= TASK REQUIREMENTS =
Rewrite the listing below as a JSON list of strings, from the line with "Practice step: put one dot on every instance of the city" to the line with "Target: tall tower", both lines included. Use one string per line, leave out blank lines, and include no other lines.

——————

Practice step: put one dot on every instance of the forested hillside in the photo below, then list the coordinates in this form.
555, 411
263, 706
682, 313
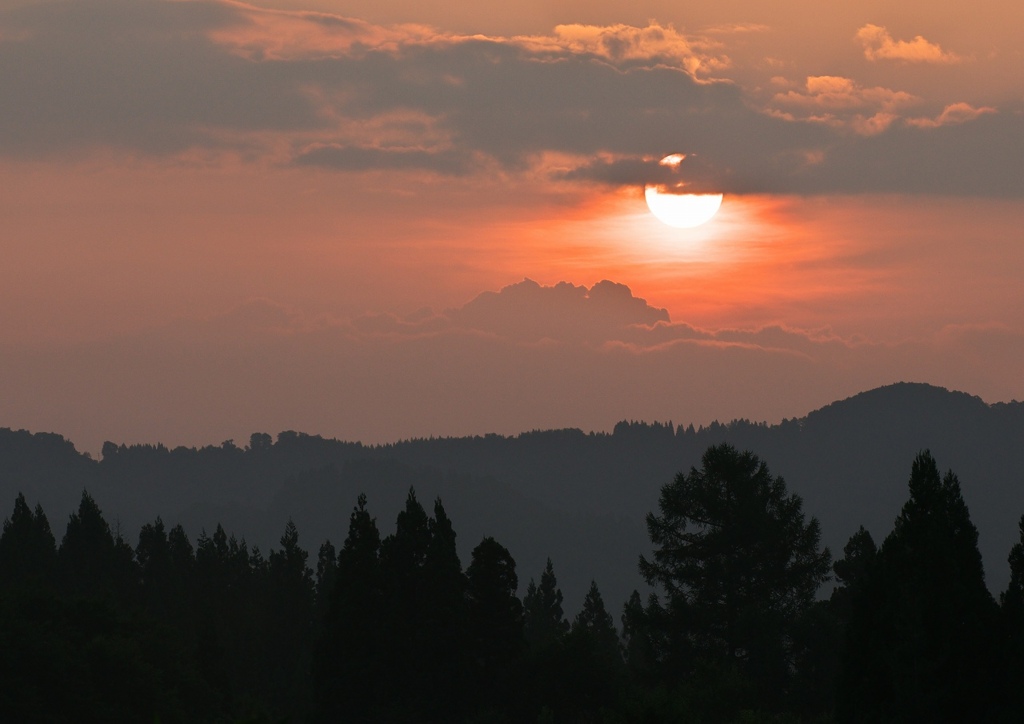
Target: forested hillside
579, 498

——————

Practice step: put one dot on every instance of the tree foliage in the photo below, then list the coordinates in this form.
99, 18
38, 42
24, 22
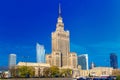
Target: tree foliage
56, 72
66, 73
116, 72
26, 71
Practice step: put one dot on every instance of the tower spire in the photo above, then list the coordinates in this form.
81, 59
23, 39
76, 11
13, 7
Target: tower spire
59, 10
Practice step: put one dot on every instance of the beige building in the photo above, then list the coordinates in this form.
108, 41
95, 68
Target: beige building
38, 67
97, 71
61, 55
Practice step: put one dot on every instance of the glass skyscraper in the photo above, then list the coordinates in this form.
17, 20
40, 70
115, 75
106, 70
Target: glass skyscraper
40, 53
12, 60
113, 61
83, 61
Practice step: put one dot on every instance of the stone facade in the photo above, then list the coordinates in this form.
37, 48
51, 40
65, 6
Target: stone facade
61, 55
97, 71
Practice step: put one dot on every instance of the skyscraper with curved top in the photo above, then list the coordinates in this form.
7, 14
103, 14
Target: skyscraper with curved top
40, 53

——————

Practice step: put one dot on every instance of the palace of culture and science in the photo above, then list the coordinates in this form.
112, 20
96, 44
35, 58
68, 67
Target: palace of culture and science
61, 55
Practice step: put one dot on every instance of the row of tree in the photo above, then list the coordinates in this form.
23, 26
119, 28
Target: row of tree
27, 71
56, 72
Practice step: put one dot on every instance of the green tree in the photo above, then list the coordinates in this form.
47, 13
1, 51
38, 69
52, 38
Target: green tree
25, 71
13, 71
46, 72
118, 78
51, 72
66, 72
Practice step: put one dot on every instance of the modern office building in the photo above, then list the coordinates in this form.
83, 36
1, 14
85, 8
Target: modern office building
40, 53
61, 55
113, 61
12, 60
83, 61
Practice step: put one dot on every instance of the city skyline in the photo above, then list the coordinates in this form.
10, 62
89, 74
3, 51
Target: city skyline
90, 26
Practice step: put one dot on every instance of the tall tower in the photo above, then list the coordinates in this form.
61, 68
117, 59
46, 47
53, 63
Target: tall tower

——————

= WORKED SOLUTION =
[
  "Practice step: put one dot on every instance of the city skyline in the photo above, then list the coordinates in this form.",
  "10, 62",
  "89, 74",
  "3, 51",
  "Target: city skyline",
  "90, 26",
  "Practice step: put one dot on every instance of the tall tower in the photo above, then list the coordinates in this form.",
  "61, 68",
  "117, 59",
  "46, 47",
  "53, 63",
  "Target: tall tower"
]